# Exercise brief
Count the lines in the rows below that contain the string "fish", and state only that number.

# Task inputs
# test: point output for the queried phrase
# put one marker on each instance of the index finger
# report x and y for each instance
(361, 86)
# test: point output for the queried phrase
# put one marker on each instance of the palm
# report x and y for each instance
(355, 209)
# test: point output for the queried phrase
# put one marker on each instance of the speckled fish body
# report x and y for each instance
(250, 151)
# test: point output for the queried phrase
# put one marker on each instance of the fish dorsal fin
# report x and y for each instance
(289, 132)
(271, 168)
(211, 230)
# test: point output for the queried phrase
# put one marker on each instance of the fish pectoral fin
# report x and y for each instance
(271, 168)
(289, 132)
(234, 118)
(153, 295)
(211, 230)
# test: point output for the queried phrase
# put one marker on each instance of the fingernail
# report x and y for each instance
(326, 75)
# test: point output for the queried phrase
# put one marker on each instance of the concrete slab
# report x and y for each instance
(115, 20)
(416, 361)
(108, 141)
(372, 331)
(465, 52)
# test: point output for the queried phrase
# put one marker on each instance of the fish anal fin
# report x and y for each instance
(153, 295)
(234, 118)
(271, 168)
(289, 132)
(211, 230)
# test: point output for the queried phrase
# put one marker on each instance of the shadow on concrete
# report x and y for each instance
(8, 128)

# Solved problem
4